_EXERCISE PROMPT_.
Tally how many lines in the records below contain the string "painted". Give only the number.

+ + + + + + +

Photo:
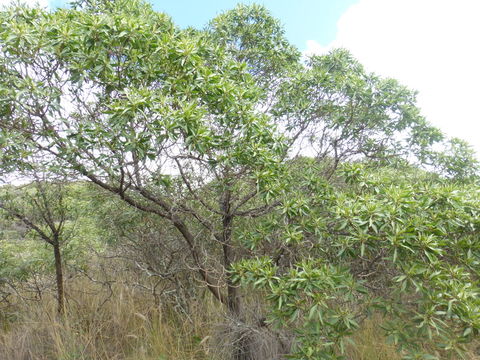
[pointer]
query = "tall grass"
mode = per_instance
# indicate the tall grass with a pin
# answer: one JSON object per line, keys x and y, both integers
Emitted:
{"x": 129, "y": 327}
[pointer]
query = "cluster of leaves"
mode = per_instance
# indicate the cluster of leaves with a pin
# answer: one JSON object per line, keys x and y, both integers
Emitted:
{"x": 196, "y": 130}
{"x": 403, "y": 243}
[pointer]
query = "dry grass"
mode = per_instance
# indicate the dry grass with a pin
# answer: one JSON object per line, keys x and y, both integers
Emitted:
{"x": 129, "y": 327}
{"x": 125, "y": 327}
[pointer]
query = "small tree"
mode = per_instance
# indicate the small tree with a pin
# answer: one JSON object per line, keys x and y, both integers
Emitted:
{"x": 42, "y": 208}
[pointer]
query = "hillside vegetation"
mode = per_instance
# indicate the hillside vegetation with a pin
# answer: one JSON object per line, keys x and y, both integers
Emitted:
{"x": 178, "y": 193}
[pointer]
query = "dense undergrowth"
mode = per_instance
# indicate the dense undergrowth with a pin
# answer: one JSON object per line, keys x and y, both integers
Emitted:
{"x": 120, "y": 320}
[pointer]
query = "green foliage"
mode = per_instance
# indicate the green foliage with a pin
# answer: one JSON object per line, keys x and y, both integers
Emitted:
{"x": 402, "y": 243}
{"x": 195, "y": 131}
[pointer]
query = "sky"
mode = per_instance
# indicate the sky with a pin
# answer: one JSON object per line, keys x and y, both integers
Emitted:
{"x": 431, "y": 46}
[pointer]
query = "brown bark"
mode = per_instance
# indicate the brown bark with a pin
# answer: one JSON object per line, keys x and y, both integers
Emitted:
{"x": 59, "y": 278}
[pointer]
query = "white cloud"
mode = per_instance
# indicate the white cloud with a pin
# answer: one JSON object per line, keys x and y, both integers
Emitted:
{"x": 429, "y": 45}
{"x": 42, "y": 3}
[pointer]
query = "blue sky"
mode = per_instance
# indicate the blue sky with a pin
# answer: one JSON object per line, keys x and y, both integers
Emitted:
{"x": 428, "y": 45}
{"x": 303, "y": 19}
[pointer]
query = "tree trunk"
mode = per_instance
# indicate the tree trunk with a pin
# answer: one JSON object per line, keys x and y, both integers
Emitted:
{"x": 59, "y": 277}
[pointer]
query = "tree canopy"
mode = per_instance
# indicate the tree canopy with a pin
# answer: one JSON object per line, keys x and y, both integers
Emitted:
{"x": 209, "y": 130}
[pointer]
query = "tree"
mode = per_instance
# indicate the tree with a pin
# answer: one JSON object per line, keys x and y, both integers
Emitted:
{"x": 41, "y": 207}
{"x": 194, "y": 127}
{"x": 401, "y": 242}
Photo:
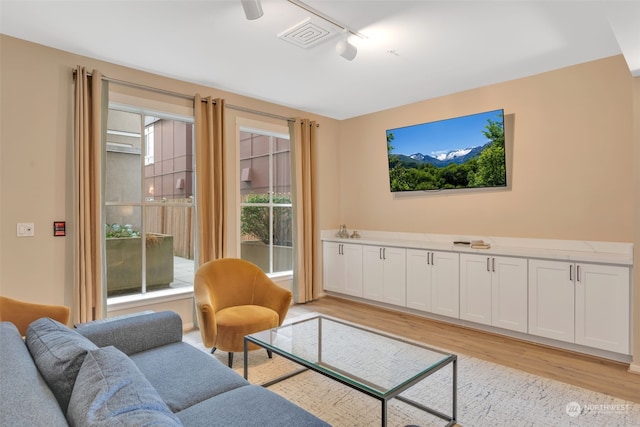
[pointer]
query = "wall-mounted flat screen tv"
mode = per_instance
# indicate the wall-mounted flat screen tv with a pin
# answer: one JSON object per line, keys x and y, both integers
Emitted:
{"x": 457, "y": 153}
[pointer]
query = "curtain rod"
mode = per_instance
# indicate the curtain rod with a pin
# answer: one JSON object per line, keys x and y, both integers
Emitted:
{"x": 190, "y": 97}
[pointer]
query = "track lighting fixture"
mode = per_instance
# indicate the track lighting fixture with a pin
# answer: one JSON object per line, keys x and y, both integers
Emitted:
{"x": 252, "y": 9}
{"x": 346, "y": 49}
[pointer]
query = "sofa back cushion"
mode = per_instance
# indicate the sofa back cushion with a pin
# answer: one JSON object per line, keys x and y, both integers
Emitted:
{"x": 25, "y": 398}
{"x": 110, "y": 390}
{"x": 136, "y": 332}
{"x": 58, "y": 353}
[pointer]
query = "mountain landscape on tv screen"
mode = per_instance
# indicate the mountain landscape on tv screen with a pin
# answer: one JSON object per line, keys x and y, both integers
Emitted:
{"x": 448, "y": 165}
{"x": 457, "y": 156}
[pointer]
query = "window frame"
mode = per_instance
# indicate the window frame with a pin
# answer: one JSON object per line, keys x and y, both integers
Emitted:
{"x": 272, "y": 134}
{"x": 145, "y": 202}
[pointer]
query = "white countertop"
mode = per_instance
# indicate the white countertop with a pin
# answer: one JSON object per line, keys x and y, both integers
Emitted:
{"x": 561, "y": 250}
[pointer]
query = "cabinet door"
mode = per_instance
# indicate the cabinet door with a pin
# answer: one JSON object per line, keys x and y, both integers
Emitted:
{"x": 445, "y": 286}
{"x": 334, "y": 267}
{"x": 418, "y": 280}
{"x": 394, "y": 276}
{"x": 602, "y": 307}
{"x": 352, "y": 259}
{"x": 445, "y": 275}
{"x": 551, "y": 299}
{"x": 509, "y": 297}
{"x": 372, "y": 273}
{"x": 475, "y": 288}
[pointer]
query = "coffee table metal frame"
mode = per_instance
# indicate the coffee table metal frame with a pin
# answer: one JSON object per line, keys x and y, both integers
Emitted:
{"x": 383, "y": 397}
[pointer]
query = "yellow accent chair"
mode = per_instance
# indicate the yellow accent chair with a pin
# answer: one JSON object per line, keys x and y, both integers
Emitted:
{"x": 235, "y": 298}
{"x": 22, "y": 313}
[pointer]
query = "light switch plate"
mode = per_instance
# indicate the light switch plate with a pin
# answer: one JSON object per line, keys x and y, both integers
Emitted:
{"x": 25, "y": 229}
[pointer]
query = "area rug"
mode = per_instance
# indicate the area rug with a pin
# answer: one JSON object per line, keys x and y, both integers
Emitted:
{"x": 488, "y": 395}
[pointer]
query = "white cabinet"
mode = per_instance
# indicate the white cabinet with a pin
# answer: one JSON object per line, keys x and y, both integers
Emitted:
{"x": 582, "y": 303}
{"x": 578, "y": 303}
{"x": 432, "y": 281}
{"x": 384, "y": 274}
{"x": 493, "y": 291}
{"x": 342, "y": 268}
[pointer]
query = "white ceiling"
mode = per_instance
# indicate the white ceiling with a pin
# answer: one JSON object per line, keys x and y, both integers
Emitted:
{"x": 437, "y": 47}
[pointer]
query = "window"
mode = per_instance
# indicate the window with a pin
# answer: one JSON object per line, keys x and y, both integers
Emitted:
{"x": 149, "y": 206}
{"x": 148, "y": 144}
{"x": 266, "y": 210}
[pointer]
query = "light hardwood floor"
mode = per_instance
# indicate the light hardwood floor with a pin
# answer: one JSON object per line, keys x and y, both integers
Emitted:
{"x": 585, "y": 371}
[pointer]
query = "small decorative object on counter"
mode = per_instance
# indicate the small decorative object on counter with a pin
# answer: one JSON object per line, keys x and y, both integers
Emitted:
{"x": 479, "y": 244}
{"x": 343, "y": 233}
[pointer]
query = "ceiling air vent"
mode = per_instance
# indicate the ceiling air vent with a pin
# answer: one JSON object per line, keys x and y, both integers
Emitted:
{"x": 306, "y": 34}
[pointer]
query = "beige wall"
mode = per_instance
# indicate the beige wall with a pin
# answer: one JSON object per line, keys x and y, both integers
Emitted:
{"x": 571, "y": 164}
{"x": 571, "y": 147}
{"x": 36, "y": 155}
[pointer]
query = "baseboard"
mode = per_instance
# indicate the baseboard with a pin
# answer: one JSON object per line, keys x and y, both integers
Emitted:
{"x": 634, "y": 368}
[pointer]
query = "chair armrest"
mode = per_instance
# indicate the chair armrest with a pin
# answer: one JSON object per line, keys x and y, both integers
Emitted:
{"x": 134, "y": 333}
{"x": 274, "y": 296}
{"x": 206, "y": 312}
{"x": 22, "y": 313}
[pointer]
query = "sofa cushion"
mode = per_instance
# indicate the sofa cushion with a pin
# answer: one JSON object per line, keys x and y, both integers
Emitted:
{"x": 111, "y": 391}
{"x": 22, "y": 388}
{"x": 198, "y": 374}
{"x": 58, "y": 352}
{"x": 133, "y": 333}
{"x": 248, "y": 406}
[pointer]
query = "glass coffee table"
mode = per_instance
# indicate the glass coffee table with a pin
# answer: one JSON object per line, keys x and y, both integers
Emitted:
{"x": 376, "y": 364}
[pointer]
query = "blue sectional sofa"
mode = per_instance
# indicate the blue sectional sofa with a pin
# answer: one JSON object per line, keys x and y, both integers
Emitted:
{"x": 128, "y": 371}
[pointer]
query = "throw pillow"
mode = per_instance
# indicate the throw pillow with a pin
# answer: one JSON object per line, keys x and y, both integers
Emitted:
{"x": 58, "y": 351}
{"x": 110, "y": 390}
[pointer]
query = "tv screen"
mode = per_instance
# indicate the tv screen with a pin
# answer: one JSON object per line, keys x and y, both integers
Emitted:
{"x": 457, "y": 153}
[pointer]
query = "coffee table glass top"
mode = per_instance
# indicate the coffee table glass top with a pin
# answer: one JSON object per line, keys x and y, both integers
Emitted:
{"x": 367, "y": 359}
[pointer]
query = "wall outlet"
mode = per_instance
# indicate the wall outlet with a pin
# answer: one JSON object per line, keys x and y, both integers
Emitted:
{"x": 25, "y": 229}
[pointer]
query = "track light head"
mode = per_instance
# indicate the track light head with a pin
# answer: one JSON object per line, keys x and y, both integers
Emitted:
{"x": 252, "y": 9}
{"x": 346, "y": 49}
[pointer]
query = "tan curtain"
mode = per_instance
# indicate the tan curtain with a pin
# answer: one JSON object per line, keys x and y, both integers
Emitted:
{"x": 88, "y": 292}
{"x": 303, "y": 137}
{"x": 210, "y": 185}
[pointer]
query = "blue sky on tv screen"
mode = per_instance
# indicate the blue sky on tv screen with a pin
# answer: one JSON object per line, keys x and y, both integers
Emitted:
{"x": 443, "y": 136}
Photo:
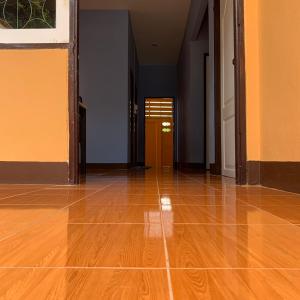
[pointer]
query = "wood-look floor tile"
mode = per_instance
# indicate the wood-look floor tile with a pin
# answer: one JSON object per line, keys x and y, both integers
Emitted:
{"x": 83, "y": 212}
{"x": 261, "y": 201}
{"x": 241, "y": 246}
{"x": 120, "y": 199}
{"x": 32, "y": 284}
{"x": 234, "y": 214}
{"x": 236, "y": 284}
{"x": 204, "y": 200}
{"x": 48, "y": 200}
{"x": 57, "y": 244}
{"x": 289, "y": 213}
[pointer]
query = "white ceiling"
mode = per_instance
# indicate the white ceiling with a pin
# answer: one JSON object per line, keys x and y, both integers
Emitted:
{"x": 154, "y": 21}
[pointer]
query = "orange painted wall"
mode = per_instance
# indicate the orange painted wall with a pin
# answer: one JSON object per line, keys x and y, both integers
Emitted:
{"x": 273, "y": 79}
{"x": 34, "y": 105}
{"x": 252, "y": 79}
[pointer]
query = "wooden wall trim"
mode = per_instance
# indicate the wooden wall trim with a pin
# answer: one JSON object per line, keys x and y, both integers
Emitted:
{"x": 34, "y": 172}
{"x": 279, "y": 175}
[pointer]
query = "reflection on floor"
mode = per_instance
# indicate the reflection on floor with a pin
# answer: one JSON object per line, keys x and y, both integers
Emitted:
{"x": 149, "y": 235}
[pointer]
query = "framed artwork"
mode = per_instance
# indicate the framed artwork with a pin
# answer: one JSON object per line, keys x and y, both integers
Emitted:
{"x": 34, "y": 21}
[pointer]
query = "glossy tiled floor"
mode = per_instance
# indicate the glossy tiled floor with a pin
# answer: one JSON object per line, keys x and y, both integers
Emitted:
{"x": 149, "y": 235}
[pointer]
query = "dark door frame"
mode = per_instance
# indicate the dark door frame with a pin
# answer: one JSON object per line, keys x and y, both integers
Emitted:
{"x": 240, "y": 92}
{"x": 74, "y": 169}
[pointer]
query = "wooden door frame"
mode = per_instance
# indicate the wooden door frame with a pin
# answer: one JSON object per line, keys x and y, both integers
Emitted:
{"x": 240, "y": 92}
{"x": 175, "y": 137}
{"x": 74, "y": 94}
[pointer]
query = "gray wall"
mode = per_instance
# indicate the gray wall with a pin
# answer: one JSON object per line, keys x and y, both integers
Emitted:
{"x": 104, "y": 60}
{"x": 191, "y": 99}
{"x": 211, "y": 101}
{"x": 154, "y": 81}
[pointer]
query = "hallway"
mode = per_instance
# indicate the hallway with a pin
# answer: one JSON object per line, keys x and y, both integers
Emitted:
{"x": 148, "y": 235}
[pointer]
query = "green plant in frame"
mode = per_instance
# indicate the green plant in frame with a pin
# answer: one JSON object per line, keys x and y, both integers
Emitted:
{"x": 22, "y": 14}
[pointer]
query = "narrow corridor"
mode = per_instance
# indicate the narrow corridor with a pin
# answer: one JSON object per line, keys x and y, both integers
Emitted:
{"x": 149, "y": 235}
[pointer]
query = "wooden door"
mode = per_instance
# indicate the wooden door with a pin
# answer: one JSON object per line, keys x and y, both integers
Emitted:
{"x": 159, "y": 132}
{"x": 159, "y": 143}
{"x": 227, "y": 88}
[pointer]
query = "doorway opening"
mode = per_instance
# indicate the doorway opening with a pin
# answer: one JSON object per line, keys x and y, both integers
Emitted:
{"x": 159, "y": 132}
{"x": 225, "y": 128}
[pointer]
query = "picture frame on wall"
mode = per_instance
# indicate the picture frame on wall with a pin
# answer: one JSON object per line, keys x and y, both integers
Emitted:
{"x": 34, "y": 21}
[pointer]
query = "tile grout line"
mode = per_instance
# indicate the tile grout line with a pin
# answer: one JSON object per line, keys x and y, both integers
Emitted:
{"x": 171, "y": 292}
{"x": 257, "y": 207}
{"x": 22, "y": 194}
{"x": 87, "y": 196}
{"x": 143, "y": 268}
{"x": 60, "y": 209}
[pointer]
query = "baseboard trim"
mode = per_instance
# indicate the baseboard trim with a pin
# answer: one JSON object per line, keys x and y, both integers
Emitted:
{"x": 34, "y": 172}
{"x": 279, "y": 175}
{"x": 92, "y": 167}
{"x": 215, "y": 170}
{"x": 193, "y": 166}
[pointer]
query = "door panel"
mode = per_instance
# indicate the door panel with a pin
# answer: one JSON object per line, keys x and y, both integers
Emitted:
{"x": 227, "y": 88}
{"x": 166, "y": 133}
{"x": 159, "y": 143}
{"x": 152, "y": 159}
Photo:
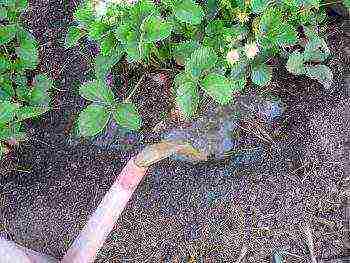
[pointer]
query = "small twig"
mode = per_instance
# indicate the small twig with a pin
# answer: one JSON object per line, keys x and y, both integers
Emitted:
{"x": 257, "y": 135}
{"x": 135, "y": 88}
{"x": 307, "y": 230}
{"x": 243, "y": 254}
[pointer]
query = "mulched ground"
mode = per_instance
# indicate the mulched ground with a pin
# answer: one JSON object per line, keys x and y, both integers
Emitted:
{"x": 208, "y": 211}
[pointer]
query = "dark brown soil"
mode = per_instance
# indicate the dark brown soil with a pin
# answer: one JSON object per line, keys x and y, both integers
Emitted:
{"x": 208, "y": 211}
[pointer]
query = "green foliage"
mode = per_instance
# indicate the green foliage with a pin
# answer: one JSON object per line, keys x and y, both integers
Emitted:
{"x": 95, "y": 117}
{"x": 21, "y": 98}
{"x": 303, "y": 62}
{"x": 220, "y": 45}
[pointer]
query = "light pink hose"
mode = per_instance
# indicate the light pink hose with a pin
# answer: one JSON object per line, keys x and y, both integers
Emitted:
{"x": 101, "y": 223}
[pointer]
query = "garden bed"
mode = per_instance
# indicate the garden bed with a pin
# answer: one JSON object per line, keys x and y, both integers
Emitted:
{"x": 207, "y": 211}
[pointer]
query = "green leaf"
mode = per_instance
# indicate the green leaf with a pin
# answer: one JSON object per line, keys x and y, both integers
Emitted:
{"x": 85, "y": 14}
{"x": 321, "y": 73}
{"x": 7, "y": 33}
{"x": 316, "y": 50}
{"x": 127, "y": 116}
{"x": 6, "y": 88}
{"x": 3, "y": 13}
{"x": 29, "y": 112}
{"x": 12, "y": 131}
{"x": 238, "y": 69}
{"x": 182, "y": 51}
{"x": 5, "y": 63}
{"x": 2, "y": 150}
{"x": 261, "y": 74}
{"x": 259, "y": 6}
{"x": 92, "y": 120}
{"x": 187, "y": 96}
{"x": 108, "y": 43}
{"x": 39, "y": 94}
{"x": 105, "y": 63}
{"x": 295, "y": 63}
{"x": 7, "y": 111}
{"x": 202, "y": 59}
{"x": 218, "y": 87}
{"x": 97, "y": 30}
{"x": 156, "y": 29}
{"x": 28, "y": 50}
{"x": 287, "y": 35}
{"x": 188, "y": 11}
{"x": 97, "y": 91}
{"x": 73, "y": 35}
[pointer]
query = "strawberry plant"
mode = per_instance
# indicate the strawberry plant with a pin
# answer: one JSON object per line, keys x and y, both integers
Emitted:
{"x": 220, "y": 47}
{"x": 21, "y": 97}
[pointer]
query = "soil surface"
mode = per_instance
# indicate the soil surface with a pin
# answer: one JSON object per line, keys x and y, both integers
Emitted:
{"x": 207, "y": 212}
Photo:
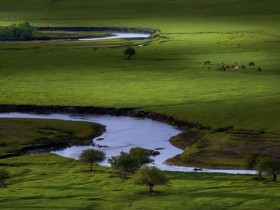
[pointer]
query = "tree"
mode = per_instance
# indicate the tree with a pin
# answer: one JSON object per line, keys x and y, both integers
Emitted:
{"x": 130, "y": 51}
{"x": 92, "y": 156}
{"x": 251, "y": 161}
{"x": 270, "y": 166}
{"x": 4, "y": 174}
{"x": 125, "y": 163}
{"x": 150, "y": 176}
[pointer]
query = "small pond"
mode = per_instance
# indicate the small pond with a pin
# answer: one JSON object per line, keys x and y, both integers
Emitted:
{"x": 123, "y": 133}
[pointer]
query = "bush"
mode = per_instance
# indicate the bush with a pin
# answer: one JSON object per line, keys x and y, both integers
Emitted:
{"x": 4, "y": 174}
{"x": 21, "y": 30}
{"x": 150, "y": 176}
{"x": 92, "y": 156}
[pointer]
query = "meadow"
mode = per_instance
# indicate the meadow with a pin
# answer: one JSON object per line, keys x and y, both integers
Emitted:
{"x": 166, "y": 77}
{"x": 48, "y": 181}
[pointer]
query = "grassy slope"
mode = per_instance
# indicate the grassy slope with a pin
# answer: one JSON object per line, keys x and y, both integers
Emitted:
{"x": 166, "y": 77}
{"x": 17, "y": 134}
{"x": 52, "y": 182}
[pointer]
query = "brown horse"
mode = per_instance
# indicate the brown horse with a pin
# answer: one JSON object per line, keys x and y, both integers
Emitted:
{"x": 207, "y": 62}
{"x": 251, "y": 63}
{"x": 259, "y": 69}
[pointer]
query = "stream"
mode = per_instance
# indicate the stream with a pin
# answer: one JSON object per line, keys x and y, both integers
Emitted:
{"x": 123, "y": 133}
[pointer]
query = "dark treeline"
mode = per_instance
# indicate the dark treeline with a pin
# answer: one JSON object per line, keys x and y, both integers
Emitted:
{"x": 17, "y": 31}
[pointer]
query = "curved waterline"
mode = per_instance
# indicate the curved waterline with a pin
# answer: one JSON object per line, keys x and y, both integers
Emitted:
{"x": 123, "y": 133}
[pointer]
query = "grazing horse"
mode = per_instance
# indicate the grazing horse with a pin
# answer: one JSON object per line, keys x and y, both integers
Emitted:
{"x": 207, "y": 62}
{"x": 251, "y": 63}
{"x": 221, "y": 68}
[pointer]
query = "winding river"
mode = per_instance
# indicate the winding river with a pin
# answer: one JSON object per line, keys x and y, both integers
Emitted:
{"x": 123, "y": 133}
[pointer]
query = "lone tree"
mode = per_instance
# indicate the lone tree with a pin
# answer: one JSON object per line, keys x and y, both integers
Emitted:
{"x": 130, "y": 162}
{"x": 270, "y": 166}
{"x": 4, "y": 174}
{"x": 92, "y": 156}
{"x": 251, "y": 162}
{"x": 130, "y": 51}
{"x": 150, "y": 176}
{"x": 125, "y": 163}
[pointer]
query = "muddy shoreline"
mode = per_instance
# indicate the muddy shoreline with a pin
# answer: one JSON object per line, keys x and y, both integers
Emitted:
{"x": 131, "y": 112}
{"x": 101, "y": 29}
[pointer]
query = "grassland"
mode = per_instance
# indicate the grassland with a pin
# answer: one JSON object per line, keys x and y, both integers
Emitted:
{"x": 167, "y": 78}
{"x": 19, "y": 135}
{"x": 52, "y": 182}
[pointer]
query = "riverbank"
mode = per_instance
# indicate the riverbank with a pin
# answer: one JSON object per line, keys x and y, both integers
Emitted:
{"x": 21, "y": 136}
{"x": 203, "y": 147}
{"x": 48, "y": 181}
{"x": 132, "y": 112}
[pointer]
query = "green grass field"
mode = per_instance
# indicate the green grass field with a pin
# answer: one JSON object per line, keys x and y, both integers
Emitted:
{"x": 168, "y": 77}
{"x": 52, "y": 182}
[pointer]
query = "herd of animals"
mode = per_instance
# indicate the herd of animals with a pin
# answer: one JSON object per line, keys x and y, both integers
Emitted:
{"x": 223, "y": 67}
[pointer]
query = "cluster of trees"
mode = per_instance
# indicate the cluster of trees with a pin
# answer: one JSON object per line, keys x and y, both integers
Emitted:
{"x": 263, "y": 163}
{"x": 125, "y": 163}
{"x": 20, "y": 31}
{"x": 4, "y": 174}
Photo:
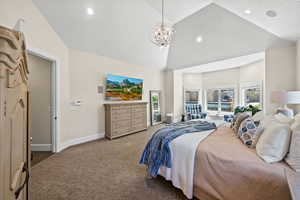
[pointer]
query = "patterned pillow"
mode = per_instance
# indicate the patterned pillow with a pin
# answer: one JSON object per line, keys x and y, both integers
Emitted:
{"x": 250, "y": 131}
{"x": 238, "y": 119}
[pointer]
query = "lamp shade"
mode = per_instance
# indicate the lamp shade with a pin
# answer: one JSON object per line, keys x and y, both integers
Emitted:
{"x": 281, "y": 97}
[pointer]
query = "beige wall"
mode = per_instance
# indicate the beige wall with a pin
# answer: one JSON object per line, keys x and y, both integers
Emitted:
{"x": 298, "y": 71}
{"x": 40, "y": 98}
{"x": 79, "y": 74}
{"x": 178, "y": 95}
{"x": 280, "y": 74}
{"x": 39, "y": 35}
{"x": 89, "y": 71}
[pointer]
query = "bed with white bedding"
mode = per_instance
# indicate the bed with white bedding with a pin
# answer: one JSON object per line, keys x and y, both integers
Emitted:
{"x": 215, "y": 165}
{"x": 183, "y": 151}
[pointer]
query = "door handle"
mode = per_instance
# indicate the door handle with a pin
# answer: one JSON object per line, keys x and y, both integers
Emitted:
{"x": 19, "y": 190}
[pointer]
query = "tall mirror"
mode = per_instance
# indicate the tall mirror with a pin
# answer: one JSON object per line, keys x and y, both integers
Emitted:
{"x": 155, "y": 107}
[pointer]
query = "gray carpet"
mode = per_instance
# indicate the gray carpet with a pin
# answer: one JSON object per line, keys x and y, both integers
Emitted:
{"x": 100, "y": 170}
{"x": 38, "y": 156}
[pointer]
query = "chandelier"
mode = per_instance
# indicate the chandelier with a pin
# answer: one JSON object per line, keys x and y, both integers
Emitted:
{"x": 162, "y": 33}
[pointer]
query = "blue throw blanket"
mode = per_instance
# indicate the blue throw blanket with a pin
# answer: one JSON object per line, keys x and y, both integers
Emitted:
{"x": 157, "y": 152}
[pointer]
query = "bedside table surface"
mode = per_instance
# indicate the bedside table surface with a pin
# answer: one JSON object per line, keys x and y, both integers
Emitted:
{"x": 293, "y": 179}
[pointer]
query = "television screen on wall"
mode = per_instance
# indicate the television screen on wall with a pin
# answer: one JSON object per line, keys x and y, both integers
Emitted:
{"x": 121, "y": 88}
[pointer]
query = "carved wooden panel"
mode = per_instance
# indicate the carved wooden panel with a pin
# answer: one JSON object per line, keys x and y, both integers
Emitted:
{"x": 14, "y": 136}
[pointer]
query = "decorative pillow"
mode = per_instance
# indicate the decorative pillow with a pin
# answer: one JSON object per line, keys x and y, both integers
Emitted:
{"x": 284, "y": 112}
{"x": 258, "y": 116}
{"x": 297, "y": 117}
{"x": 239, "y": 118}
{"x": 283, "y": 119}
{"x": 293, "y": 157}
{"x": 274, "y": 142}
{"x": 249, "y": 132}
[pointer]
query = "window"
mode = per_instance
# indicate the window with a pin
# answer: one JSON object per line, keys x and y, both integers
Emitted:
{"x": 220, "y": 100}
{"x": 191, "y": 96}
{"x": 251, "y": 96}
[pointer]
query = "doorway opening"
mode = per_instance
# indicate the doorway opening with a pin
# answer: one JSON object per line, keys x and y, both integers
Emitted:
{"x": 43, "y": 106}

+ + + + + + +

_THE OUTPUT_.
2